(Excerpted passage)

This comes in response to SpaceX’s complaint last week that Amazon is “more than willing to use regulatory and legal processes to create obstacles designed to delay” its competitors. We’ve reached out to SpaceX for a response to today’s letter, and will update this report with anything we hear back. Update for Sept. 10: In a letter to the FCC, SpaceX characterized Amazon’s letter as “another week, another objection.” Details below.

The central issue in the war of words is SpaceX’s request to amend its application for the next generation of its Starlink satellite constellation. SpaceX is already beta-testing its initial constellation of more than 1,600 satellites, and last month, it proposed two new options for placing tens of thousands of additional satellites in low Earth orbit.

Amazon, meanwhile, is still working on its Project Kuiper concept. More than 500 employees are at work at Kuiper’s facilities in Redmond, Wash. Antennas are being tested, and launch agreements are being struck — but no satellites have yet been sent into orbit.

Amazon objected to SpaceX’s latest request, saying that it shouldn’t have combined two potential deployment strategies in one proposal.

(End Excerpted passage)
(Available data)

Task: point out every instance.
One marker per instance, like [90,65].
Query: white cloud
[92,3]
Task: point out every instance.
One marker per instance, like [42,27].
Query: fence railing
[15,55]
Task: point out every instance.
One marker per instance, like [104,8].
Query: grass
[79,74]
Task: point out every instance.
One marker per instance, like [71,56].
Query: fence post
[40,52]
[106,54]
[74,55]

(End Available data)

**Questions on the material:**
1 - Answer these questions using the passage on the dispute between SpaceX and Amazon:
(a) How many satellites are in the initial Starlink constellation that SpaceX is beta-testing?
(b) How many employees are at work at Kuiper's facilities in Redmond, Wash.?
(c) How did SpaceX characterize Amazon's letter in its Sept. 10 letter to the FCC?
2 - Return the portion of the passage on the SpaceX and Amazon dispute starting at "The central issue" and ending at "in one proposal.".
3 - Resume the passage on the SpaceX and Amazon dispute after its final sentence.
These records were drawn from a source unrelated to the passage.

**Answers provided:**
1 -
(a) More than 1,600.
(b) More than 500.
(c) As "another week, another objection."

2 -
The central issue in the war of words is SpaceX’s request to amend its application for the next generation of its Starlink satellite constellation. SpaceX is already beta-testing its initial constellation of more than 1,600 satellites, and last month, it proposed two new options for placing tens of thousands of additional satellites in low Earth orbit.

Amazon, meanwhile, is still working on its Project Kuiper concept. More than 500 employees are at work at Kuiper’s facilities in Redmond, Wash. Antennas are being tested, and launch agreements are being struck — but no satellites have yet been sent into orbit.

Amazon objected to SpaceX’s latest request, saying that it shouldn’t have combined two potential deployment strategies in one proposal.

3 -
“To this simple problem, Amazon proposed a simple remedy: settle on a single constellation proposal (as all others do) and resubmit the amendment,” Keisner wrote. “Instead, SpaceX chose a more complicated path — one that involves misinformation, ad hominem attacks, and a belief that it can influence regulators via social media.”

On Twitter, for example, SpaceX CEO Elon Musk took particular aim at Amazon founder Jeff Bezos, who stepped down from the company’s CEO role in July. “Turns out Besos retired in order to pursue a full-time job filing lawsuits against SpaceX,” Musk wrote in a tweet that misspelled Bezos’ name. In another tweet, Musk joked that the solution might be to “zap him on the head with our space lasers.”

Today’s footnote-laced letter touches on occasions when SpaceX and Musk’s other main venture, Tesla, stirred up regulatory controversies — including an unauthorized test launch of a SpaceX Starship prototype that ended in an explosion last year, questions about the construction of a Starship launch tower, Tesla’s tiff over a shelter-in-place order during the coronavirus pandemic, SpaceX’s lawsuits over launch contracts and a controversy over the design of Starlink antennas.

Most of those cases were resolved to allow SpaceX and Tesla to move forward.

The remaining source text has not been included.